▶ _本文抜粋_
さて、主の恵みに対する感謝は、具体的に感謝をささげることによって表されます。主なる神に礼拝をささげることによって、賛美をささげ、奉仕をささげ、献金をささげるというようにです。ここに、キリストの心を生きる者の姿があります。
感謝をもって、キリストの心を生きる者とさせていただきましょう。

重んじる(2008.11.16)

題   : 「重んじる」   宣教:   川原﨑 晃  牧師
聖書  : マルコ 5章1節~20節
激しい突風の後の静かなガリラヤ湖風景、そしてゲラサ人の地方での激しい響きの後の突然の静けさは、今日の私たちが経験する日々の喧騒と聖日の静けさを思わせます。私たちは、この静けさに身を置くことによって、何を重んじるのかを気づかせていただきましょう。

1.ひとりの魂を重んじる 1~17節
汚れた霊にとりつかれた人は、正常な人間社会を好まないで墓場を住まいとし、足枷や鎖でも制することのできないほど狂暴で、石で自分を打ちたたくほど自虐的で、主イエスに反抗する霊に振り回されていました。そして、彼は「・・・かまわないでくれ・・・苦しめないでほしい」と、主イエスを救い主と認めていませんでした。これは、神との交わりを失い、その結果自らをコントロ-ルできない悲惨な状態です。
ところで、この人の姿は、救い主イエス・キリスト抜きで生きていけると思い込み、自分を愛することができず、他者との健全な交わりを持つことのできない罪人を表しています。
しかし、主イエスは、多数の豚を犠牲にするほどに、ひとりの人の生涯を悪魔の支配からキリストの愛のご支配に生きるように招かれるのです。私たちは、一人ひとりを愛し重んじておられるキリストのご支配を、拒むことのないようにしたいものです。

2.家族を重んじる 18~20節
悪霊にとりつかれた人が、主イエスと一緒に行きたいと願ったのは、ごく自然なことでした。しかし、主イエスは、この人が自分の家に帰り、「主があなたを憐れみ、あなたにしてくださったことをことごとく知らせなさい」と命じられました。彼の家族が、これまで心を痛め、また苦しんだことに対して報いる責任があったからです。また、彼が、神の恵みと主イエスの救いを家族に伝えることが大切だったからです。
その結果、彼の遣わされた地で「イエスが自分にしてくださったことを」伝えたので、家族のみか、置かれた地域に多大な感化を与えることになったのです(6章53節以下)。
私たちは、身近な家族に対して、「主が・・・あなたにしてくださったことをことごとく知らせなさい」との証しをすることを大切にしたいものです。

慰めの源(2008.11.9)

▶ _提供資料_
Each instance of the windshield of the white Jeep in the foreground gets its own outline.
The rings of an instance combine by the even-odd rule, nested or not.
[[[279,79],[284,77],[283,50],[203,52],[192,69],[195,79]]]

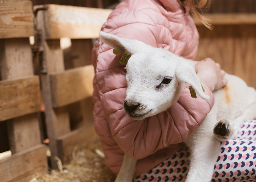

▶ _学習課題_
[1] 本文のうち、「感謝をもって、キリストの心を生きる者とさせていただきましょう。」から始めて「のないようにしたいものです。」までの部分を、一字も変えずに書き出しなさい。
[2] 本文によると、主イエスと一緒に行きたいと願った人に、主イエスが自分の家に帰るよう命じたのはなぜか。一〜三文で説明しなさい。

▶ _解答_
[1]
感謝をもって、キリストの心を生きる者とさせていただきましょう。

重んじる(2008.11.16)

題   : 「重んじる」   宣教:   川原﨑 晃  牧師
聖書  : マルコ 5章1節~20節
激しい突風の後の静かなガリラヤ湖風景、そしてゲラサ人の地方での激しい響きの後の突然の静けさは、今日の私たちが経験する日々の喧騒と聖日の静けさを思わせます。私たちは、この静けさに身を置くことによって、何を重んじるのかを気づかせていただきましょう。

1.ひとりの魂を重んじる 1~17節
汚れた霊にとりつかれた人は、正常な人間社会を好まないで墓場を住まいとし、足枷や鎖でも制することのできないほど狂暴で、石で自分を打ちたたくほど自虐的で、主イエスに反抗する霊に振り回されていました。そして、彼は「・・・かまわないでくれ・・・苦しめないでほしい」と、主イエスを救い主と認めていませんでした。これは、神との交わりを失い、その結果自らをコントロ-ルできない悲惨な状態です。
ところで、この人の姿は、救い主イエス・キリスト抜きで生きていけると思い込み、自分を愛することができず、他者との健全な交わりを持つことのできない罪人を表しています。
しかし、主イエスは、多数の豚を犠牲にするほどに、ひとりの人の生涯を悪魔の支配からキリストの愛のご支配に生きるように招かれるのです。私たちは、一人ひとりを愛し重んじておられるキリストのご支配を、拒むことのないようにしたいものです。

[2] 彼の家族がこれまで心を痛め、苦しんできたことに対して、彼には報いる責任があったからである。また、神の恵みと主イエスの救いを家族に伝えることが大切だったからである。